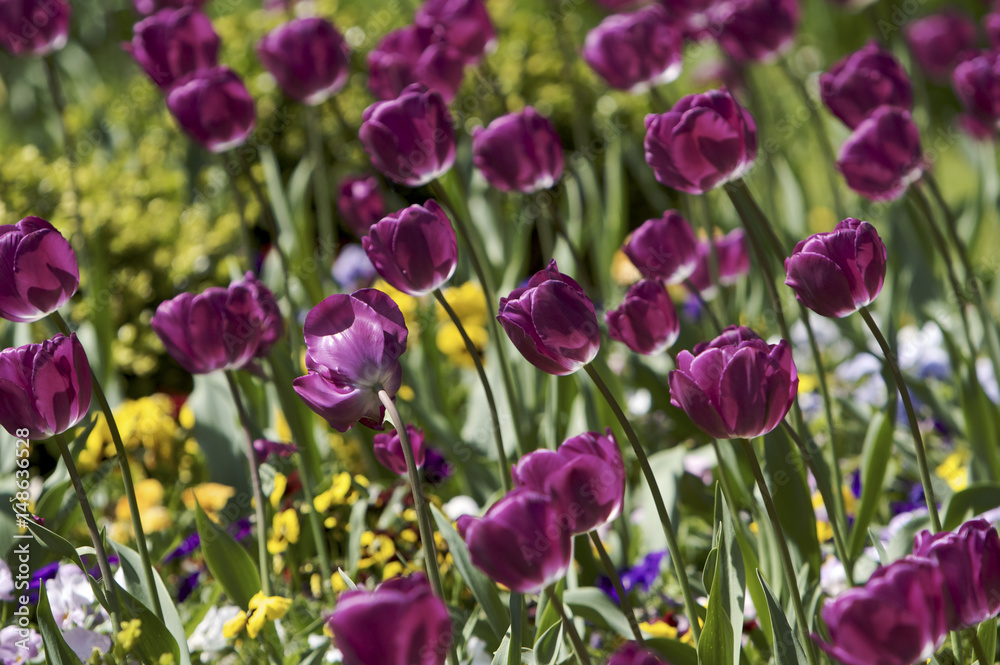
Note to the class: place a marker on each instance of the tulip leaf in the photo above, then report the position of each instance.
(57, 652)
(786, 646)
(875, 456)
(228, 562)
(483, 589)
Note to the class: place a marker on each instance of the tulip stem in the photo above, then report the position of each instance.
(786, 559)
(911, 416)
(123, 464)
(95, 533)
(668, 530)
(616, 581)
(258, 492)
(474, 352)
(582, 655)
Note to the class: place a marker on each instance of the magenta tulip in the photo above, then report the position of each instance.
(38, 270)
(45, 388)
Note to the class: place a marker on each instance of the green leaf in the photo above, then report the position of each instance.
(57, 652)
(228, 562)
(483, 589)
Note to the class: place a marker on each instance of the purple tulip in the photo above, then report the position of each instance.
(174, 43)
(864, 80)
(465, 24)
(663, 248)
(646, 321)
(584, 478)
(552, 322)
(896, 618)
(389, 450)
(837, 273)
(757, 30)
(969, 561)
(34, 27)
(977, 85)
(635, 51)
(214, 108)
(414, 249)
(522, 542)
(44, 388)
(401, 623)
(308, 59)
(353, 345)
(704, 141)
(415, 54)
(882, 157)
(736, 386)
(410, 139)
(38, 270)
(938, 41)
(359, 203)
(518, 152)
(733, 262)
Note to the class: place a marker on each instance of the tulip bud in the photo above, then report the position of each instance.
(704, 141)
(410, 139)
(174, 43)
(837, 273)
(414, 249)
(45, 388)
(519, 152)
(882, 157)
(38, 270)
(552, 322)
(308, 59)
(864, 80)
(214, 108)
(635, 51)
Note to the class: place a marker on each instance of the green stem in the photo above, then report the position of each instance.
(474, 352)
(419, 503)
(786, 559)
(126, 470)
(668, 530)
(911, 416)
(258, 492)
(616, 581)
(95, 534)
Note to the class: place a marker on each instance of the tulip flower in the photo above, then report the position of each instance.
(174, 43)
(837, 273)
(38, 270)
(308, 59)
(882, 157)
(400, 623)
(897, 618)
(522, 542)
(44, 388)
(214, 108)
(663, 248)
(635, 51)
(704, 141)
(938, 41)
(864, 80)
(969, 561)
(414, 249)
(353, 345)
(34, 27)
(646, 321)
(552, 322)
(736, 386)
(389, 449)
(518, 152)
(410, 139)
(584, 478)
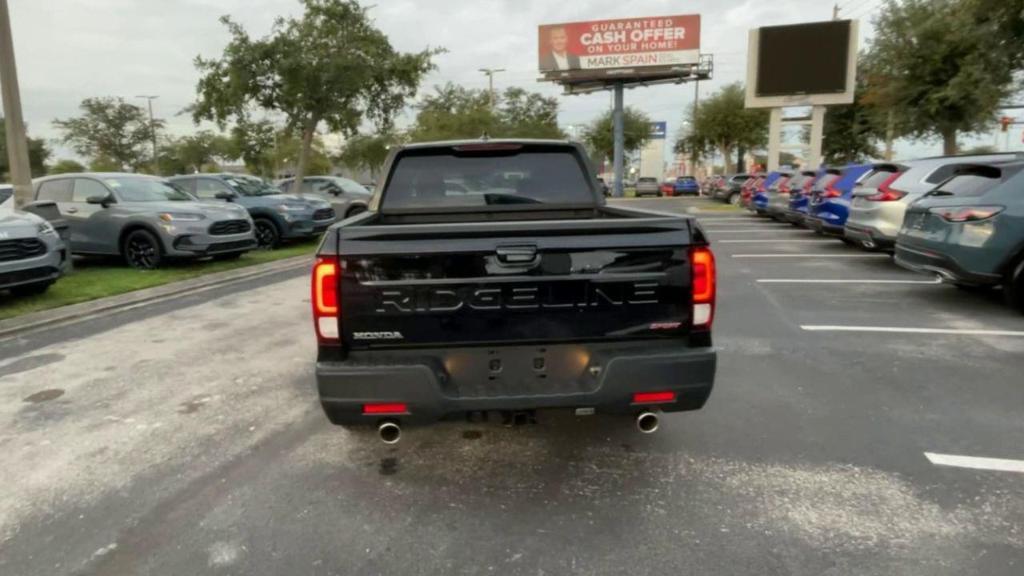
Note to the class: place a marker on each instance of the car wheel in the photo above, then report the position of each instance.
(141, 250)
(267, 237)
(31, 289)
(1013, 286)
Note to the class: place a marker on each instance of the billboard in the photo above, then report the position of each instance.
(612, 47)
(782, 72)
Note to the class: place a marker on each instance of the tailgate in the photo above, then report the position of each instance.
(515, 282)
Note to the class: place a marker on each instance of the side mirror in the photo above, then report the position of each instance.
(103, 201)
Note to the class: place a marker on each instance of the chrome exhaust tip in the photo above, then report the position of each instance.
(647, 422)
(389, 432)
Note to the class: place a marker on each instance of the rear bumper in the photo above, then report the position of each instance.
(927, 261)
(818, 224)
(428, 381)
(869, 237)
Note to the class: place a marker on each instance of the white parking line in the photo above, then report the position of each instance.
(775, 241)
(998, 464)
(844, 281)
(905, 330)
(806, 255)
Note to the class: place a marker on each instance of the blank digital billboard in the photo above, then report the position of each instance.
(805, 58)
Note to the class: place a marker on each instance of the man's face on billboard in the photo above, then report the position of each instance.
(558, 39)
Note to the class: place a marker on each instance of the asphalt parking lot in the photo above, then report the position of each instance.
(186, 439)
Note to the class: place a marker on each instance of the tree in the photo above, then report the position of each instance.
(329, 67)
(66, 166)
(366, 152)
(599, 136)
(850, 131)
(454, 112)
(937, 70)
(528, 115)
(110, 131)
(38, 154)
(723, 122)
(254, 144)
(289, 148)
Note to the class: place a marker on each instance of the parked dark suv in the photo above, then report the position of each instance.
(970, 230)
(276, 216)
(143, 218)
--
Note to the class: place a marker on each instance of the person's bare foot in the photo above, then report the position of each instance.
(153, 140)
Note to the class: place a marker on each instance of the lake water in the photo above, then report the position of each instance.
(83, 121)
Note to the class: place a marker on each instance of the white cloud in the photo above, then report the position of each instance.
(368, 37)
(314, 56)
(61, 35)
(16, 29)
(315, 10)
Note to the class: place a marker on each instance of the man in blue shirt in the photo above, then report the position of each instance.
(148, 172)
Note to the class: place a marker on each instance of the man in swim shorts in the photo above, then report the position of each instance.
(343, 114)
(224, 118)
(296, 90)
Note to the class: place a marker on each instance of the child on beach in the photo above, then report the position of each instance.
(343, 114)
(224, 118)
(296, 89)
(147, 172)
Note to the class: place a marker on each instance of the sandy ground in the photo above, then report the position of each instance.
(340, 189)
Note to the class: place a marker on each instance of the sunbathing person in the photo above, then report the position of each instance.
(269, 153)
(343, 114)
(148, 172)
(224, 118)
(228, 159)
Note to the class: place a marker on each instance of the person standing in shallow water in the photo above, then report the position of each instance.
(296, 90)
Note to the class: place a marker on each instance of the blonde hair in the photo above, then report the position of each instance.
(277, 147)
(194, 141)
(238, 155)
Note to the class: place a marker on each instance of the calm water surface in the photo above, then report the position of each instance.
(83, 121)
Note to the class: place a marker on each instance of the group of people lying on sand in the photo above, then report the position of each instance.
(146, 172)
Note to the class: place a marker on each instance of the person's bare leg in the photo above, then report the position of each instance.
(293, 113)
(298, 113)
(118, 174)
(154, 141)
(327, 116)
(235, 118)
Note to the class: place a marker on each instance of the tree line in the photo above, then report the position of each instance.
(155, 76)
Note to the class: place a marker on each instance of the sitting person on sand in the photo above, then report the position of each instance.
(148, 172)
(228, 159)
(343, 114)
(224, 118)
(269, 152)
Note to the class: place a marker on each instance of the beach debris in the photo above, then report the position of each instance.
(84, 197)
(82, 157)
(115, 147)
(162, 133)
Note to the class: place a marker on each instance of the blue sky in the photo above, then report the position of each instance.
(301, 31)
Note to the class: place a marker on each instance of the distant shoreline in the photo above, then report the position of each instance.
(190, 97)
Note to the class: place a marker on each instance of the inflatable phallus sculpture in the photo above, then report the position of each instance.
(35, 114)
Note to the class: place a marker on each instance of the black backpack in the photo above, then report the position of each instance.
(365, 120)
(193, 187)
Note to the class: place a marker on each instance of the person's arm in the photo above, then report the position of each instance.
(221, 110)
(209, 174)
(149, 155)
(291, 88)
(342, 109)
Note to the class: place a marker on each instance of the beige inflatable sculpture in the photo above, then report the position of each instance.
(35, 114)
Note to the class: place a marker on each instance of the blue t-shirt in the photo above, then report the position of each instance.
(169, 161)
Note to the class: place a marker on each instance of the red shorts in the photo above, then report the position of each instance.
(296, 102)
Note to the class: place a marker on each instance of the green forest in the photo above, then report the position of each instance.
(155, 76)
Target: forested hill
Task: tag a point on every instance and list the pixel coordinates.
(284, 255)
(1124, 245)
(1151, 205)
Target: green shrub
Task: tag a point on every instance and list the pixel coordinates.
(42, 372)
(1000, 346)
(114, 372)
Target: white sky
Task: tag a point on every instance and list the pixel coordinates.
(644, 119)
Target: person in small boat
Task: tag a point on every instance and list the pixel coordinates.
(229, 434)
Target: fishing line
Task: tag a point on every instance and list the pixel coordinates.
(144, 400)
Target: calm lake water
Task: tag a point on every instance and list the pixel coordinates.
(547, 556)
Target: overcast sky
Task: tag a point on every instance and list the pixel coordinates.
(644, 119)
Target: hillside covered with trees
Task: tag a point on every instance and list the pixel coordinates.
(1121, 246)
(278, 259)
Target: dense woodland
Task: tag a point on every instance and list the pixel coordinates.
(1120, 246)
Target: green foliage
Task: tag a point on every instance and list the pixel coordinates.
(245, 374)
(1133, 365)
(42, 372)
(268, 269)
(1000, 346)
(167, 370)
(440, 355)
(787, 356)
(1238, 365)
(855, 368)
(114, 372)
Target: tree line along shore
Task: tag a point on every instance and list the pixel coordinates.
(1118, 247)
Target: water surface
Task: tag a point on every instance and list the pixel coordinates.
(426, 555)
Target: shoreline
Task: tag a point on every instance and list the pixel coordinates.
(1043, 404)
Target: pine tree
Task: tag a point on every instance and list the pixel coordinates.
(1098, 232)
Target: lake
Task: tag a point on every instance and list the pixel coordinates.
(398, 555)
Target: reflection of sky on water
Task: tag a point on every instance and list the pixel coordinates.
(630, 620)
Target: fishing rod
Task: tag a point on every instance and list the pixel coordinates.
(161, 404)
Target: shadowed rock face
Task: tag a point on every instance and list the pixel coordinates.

YOUR GOAL: Count the lines above that contain the word "sculpture" and give only the number.

RESPONSE BELOW: 2